◆ **Set problem**: Please output the entries below from the line that contains "Note: annotate every instance of the halter noseband" through the final line, reproduced exactly and alone.

◆ **Extracted records**:
************

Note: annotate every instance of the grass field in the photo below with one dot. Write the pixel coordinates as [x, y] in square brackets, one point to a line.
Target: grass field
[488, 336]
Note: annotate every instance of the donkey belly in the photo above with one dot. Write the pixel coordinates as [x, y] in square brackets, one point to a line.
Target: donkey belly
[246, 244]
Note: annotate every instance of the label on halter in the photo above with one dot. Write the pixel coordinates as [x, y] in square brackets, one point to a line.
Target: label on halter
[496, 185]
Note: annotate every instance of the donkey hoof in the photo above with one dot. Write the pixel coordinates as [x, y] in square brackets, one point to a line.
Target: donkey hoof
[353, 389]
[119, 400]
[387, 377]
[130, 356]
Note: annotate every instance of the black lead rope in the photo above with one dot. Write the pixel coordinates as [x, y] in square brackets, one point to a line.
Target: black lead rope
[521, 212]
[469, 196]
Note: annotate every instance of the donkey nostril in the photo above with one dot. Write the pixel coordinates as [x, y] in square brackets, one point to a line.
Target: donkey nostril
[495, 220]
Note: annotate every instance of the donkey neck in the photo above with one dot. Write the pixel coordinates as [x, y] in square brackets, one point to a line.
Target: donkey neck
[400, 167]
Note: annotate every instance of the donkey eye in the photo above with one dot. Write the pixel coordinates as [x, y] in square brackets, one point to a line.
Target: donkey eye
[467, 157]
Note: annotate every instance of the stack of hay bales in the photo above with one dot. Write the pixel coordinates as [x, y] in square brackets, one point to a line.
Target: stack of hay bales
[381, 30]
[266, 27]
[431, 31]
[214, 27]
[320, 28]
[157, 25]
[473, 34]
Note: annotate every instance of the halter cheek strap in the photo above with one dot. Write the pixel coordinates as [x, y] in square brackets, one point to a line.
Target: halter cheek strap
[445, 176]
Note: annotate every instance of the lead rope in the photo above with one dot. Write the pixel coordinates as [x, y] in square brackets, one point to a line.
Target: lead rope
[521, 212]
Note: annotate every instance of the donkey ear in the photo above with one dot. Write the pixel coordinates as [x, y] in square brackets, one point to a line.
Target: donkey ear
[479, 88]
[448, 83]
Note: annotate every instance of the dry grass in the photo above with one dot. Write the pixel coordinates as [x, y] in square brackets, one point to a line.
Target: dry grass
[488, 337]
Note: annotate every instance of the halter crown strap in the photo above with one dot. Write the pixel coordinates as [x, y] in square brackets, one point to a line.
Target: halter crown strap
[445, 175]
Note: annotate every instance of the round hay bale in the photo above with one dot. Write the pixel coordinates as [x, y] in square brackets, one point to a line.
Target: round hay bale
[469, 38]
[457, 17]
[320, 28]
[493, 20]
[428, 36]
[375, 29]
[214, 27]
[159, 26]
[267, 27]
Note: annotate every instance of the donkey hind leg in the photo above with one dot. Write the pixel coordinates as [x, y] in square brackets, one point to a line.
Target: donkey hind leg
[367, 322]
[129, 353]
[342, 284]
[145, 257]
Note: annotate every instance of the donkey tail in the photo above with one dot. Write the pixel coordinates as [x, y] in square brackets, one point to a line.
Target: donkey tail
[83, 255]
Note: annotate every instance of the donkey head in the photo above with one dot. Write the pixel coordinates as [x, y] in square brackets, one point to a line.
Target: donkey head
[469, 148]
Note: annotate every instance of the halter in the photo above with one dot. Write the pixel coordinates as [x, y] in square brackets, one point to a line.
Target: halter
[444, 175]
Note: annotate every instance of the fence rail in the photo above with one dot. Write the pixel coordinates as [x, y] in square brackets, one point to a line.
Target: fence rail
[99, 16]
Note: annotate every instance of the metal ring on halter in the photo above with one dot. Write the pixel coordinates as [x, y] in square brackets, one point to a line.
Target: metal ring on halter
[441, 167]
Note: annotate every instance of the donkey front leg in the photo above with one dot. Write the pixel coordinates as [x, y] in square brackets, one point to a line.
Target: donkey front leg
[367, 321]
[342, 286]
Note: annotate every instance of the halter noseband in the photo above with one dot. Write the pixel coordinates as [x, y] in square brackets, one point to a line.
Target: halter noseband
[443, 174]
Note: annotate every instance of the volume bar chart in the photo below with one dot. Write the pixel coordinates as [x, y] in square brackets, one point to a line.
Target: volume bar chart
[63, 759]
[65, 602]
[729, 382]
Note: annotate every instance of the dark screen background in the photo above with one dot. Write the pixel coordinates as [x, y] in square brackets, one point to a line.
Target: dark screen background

************

◆ **Solution below**:
Note: annotate every instance of the halter noseband in the photo above with one dot. Write the pixel coordinates as [x, y] in square brackets, one point to a line.
Target: halter noseband
[443, 174]
Note: annotate every instance of the volume bar chart in the photo below with one dot. Write the pixel coordinates as [x, y] in square brackets, one point to a line.
Target: volume bar chart
[63, 759]
[65, 602]
[729, 382]
Note: annotate every instance of the dark screen background in the photo above with one dot. Write the pixel coordinates as [x, y] in square brackets, one point to a line.
Target: dark screen background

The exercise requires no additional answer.